◆ EXTRACTED TEXT:
↓

Malay daily Berita Harian reported that the programmes were mainly science and engineering bachelors and undergraduate studies.
The report stated that the decision was made as the programmes no longer promise job opportunities for graduates based on current industries' demand.
The department's director-general Datuk Siti Hamisah Tapsir confirmed the subjects were dropped and said higher education department needed to ensure that each course offered by public institutions is relevant to current developments.
“Analytic data today shows that (respective) industries needed 20,000 expertise from universities.
“The department of higher education has to ensure that each graduate is able to fulfill this demand.
“We need to face the Industrial Revolution 4.0 which is approaching and hence the academic programmes must be in line with industry needs,” she said.
Berita Harian also reported that at least two courses have been removed from the 19 public institutions, while several others academic programmes under review.
She said this is also in line with the government's efforts to ensure graduates of public institutions are able to find jobs suitable to the field of study to avoid unemployment.

↑

◆ REQUEST 1:
Do these statements agree with the news report on dropped university programmes? Answer yes or no for each, and quote the words of the report that decide it.
(a) The dropped programmes were mostly in science and engineering.
(b) According to the director-general, industries needed 20,000 experts from universities.
(c) Nineteen courses have been removed from public institutions.

◆ RECORDS:
↓

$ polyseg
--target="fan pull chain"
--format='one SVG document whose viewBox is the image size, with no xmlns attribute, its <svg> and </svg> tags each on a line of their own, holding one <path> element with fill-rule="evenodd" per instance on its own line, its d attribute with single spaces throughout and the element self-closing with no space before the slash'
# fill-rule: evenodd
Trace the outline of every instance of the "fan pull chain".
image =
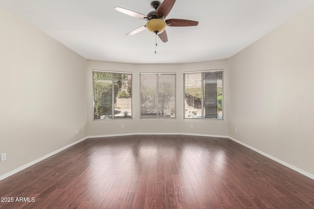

↑

◆ REQUEST 2:
Transcribe the entry in Block 1 above, line for line and without changes. Leave the picture out.

◆ RESPONSE 1:
(a) Yes: "the programmes were mainly science and engineering bachelors and undergraduate studies"
(b) Yes: "Analytic data today shows that (respective) industries needed 20,000 expertise from universities."
(c) No: "at least two courses have been removed from the 19 public institutions"

◆ RESPONSE 2:
$ polyseg
--target="fan pull chain"
--format='one SVG document whose viewBox is the image size, with no xmlns attribute, its <svg> and </svg> tags each on a line of their own, holding one <path> element with fill-rule="evenodd" per instance on its own line, its d attribute with single spaces throughout and the element self-closing with no space before the slash'
# fill-rule: evenodd
Trace the outline of every instance of the "fan pull chain".
image =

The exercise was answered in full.